Task description:
Reproduce the listing below exactly, minus its pictures.
** Start Task input **
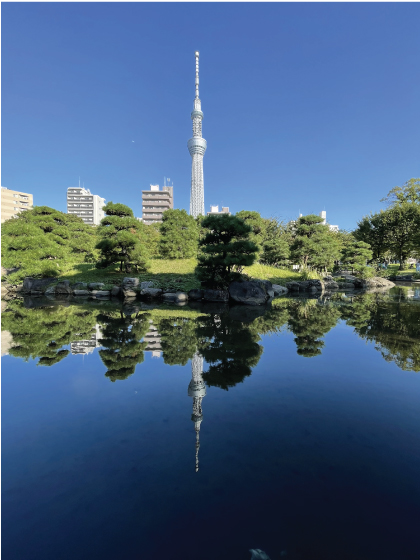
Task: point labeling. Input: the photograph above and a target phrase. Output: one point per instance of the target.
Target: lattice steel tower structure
(197, 146)
(197, 390)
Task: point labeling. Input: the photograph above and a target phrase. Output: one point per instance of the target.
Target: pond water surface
(201, 433)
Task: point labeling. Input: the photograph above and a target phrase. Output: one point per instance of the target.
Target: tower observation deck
(197, 147)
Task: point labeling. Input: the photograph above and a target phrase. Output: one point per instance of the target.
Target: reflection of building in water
(197, 390)
(6, 342)
(152, 339)
(87, 346)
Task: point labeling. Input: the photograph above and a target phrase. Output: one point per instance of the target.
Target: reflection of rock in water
(258, 554)
(6, 342)
(87, 346)
(153, 341)
(197, 390)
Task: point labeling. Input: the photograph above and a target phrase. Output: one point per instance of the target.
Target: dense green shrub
(179, 235)
(44, 242)
(225, 249)
(120, 242)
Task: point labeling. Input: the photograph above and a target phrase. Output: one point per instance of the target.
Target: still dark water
(303, 423)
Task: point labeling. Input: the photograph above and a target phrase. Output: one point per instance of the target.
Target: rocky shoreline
(250, 292)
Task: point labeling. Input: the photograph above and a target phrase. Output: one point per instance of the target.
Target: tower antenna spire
(197, 81)
(197, 146)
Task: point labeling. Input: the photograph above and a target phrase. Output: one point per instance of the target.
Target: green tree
(225, 249)
(276, 243)
(409, 192)
(121, 341)
(403, 223)
(356, 254)
(120, 242)
(256, 222)
(149, 235)
(313, 244)
(374, 230)
(179, 235)
(44, 242)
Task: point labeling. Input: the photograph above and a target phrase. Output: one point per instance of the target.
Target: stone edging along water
(250, 292)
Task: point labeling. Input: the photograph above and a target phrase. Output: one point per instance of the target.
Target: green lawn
(177, 274)
(393, 269)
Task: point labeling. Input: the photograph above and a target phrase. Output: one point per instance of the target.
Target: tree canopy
(225, 249)
(120, 242)
(44, 242)
(179, 235)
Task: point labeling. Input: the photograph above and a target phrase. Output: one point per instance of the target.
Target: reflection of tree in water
(121, 341)
(394, 326)
(178, 339)
(309, 322)
(42, 332)
(230, 347)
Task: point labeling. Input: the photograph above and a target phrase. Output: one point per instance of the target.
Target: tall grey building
(155, 202)
(83, 203)
(197, 146)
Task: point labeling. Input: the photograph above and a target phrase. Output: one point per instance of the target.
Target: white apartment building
(155, 202)
(85, 205)
(323, 215)
(13, 202)
(214, 210)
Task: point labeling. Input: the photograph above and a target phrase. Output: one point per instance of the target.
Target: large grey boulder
(347, 285)
(81, 293)
(37, 284)
(377, 282)
(129, 293)
(130, 283)
(279, 290)
(145, 285)
(215, 295)
(116, 291)
(63, 288)
(150, 293)
(96, 286)
(195, 294)
(176, 297)
(80, 286)
(169, 296)
(293, 286)
(248, 293)
(331, 285)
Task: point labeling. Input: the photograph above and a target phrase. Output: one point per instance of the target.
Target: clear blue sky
(306, 106)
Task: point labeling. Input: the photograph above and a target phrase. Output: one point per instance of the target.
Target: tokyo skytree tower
(197, 146)
(197, 390)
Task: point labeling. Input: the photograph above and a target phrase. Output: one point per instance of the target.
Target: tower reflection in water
(197, 390)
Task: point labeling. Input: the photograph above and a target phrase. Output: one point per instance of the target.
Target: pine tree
(120, 242)
(179, 235)
(44, 242)
(276, 243)
(314, 245)
(225, 249)
(356, 254)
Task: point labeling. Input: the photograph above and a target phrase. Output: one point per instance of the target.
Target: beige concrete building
(155, 202)
(214, 211)
(13, 202)
(83, 203)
** End Task input **
Solved exercise:
Task: point labeling. Input: the photograph above and a target phrase. Output: one point per instance of the target.
Target: lattice steel tower structure
(197, 146)
(197, 390)
Task: point labeling. Input: the photograph above and a target phrase. Output: one point per instance of the target.
Target: pond water surface
(201, 433)
Task: point labeling. Input: the photograph above and a target phrase. Output: one point per instance of the target.
Target: tower observation deck
(197, 147)
Task: point labeling. Input: the photograph above and a target phrase. Output: one point per instance of the target.
Target: reflection of building in water
(197, 390)
(6, 342)
(152, 339)
(87, 346)
Task: point labeling. Input: the photograph above and a target phrase. Output: one point per instance of the target.
Target: reflection of rock in water
(258, 554)
(6, 342)
(87, 346)
(153, 341)
(197, 390)
Task: point labeling. Input: the photograph above and a target phrase. Output: one point per instance of the target.
Target: dense green shrub
(179, 235)
(44, 242)
(225, 249)
(120, 242)
Task: point labeling. Input: the photograph above and a target phrase. Output: one point per instance of the target.
Target: still dark water
(303, 423)
Task: point labeling. Input: the photograph above and a target phrase. Output: one point per instance of the target.
Target: rocky shoreline
(250, 292)
Task: point labeling. Input: the photograph above and a target phrase. Output: one point per instance of the target.
Target: tower antenna spire
(197, 81)
(197, 146)
Task: point labeling. Input: the photograph above and a target phrase. Output: one point per instance of the target.
Target: green tree
(225, 249)
(276, 243)
(409, 192)
(121, 341)
(403, 223)
(356, 254)
(120, 242)
(256, 222)
(149, 235)
(313, 244)
(374, 230)
(179, 235)
(44, 242)
Task: point labeling. Input: the photograph above and a target phrase. Output: one point per instance of the target.
Target: stone edging along water
(250, 292)
Task: point labeling. Input: the photograph above and a target phrase. Output: one point per instance of the target.
Target: green lawn
(177, 274)
(393, 269)
Task: point labeling. Input: the photograph above and a target phrase. Output: one point per instance of the target.
Target: tree canopy
(225, 249)
(120, 242)
(44, 242)
(179, 235)
Task: point labeling. Input: the photograph above and a target phrase. Output: one point per instance of the target.
Target: reflection of tree in water
(121, 341)
(394, 326)
(178, 339)
(309, 322)
(42, 332)
(230, 347)
Task: point labeling. Input: the photograph above and a target phrase. Output: one point per instance of the target.
Target: tall grey building
(155, 202)
(83, 203)
(197, 146)
Task: point labeling. Input: the photograph above and a target phrase. Output: one point per instance of the target.
Target: white apartment building
(155, 202)
(85, 205)
(323, 215)
(13, 202)
(214, 210)
Task: point labeling. Input: the photograph above and a target phrase. Output: one point per instance of the target.
Target: large grey boulder
(347, 285)
(81, 293)
(37, 284)
(377, 282)
(129, 293)
(130, 283)
(279, 290)
(145, 285)
(215, 295)
(116, 291)
(63, 288)
(150, 293)
(96, 286)
(195, 294)
(176, 297)
(80, 286)
(169, 296)
(293, 286)
(248, 293)
(331, 285)
Task: point labeling. Input: the photograph above and a target phrase. Output: one point per instance of the target.
Target: clear blue sky
(306, 106)
Task: point labeling. Input: the photograph above and a target phrase. Output: one point per instance of the target.
Target: tokyo skytree tower
(197, 146)
(197, 390)
Task: point labeling. Input: the photograph above and a target phrase. Output: one point per instance of the target.
Target: tower reflection in water
(197, 390)
Task: point labeling. Input: the photograph above and a target phrase. Output: one point per instance of the target.
Target: pine tree
(120, 242)
(179, 235)
(44, 242)
(276, 243)
(314, 245)
(225, 249)
(356, 254)
Task: point labeling. Input: the photograph above and a target phrase. Output: one point per instance of the target.
Target: beige concrete building
(155, 202)
(214, 211)
(13, 202)
(83, 203)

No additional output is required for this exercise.